Segment Start: Supplied data
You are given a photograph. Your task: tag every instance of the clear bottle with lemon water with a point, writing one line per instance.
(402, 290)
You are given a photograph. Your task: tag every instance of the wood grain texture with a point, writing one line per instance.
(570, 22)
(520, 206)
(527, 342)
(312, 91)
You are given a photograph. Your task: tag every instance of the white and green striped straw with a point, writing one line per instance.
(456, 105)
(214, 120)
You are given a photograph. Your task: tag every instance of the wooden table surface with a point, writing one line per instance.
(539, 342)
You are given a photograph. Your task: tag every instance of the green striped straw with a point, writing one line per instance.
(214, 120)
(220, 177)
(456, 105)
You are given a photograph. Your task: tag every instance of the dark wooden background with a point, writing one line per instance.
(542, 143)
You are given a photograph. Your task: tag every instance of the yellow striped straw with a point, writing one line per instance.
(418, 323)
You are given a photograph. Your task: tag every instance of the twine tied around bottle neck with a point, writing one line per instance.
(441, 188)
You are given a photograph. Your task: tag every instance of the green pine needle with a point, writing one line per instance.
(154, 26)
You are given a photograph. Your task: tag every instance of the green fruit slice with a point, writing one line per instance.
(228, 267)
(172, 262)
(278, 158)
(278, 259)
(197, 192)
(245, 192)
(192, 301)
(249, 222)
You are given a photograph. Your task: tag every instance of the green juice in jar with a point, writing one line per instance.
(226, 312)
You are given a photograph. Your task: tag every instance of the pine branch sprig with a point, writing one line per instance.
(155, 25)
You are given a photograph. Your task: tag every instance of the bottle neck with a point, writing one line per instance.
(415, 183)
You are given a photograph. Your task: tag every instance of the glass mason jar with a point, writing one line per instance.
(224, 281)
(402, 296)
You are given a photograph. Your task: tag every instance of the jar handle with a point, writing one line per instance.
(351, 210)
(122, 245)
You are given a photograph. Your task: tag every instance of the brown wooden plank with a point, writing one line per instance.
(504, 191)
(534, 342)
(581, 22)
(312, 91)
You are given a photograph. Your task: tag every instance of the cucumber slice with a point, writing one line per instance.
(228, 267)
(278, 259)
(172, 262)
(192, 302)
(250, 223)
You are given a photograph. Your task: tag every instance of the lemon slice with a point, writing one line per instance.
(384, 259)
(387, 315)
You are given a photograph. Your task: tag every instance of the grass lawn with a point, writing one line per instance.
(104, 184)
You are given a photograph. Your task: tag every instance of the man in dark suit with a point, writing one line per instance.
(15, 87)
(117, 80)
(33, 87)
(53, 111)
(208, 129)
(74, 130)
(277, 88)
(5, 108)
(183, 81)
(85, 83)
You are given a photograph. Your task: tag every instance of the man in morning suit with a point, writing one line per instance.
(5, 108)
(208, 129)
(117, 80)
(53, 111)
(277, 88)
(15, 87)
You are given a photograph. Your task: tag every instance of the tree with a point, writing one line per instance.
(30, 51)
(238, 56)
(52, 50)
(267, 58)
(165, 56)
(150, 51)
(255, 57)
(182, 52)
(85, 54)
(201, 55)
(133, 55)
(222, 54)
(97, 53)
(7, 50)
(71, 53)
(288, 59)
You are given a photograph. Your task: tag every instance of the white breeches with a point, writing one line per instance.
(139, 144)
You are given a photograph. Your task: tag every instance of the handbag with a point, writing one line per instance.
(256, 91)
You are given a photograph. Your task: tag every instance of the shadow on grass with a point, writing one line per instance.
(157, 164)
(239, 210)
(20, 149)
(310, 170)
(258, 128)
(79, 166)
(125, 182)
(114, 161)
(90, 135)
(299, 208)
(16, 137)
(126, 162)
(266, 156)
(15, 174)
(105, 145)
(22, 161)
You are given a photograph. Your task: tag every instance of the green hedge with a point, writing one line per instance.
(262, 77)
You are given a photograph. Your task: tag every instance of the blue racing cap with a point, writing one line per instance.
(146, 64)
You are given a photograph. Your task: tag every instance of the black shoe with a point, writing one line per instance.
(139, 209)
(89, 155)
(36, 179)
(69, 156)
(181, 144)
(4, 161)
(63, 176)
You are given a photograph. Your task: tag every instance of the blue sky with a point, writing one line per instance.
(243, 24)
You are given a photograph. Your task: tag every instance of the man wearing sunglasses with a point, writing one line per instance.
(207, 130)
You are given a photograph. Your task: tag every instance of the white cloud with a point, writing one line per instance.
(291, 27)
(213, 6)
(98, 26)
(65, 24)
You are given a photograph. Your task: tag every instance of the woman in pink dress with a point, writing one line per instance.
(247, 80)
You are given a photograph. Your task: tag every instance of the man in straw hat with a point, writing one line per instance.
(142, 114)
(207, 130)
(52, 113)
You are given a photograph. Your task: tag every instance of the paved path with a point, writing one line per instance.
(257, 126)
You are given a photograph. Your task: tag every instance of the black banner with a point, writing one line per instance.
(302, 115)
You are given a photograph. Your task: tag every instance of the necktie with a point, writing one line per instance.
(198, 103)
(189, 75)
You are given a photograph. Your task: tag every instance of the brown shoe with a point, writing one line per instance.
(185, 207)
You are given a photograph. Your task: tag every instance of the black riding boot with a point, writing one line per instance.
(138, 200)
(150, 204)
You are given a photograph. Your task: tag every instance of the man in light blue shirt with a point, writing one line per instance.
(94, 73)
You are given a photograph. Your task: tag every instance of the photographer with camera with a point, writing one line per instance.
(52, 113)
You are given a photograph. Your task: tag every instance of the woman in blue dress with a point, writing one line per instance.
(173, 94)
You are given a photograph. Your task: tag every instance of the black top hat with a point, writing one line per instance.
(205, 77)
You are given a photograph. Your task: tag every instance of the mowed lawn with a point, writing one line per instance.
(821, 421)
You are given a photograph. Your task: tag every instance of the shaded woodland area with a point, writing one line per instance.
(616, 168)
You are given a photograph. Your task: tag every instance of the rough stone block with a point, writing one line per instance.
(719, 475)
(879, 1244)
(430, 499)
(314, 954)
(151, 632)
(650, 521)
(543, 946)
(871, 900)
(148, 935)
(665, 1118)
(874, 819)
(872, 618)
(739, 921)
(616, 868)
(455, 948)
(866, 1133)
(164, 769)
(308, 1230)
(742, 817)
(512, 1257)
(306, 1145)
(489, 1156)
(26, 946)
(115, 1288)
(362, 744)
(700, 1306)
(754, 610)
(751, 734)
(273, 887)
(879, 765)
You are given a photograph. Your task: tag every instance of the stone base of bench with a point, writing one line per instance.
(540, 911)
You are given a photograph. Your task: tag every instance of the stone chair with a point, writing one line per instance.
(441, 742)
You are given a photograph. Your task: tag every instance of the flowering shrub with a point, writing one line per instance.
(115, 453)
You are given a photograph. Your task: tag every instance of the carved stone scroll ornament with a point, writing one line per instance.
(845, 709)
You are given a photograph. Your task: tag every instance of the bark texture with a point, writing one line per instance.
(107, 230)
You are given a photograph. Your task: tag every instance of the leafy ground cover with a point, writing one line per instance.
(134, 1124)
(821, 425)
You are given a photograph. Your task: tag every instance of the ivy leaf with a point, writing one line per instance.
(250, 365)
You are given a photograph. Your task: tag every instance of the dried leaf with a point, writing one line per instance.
Segment End: Supplied data
Requirement —
Copy exactly the lines of the listing above, beginning at the line with "of the bark" and ending at its final line; write out nothing else.

Finished exercise —
You are given a photograph. Your task: tag every instance of the bark texture with a point, writing one line per instance.
(107, 230)
You are given a photograph. Your task: tag every instance of the leafy ground cover with a point, writing one line per instance.
(134, 1124)
(821, 425)
You are given a photograph. Your task: tag every instance of the ivy leaf with a point, writing one line per instance.
(250, 365)
You are given a photograph. Your task: tag every instance of the dried leaf with a point, writing one line per instance.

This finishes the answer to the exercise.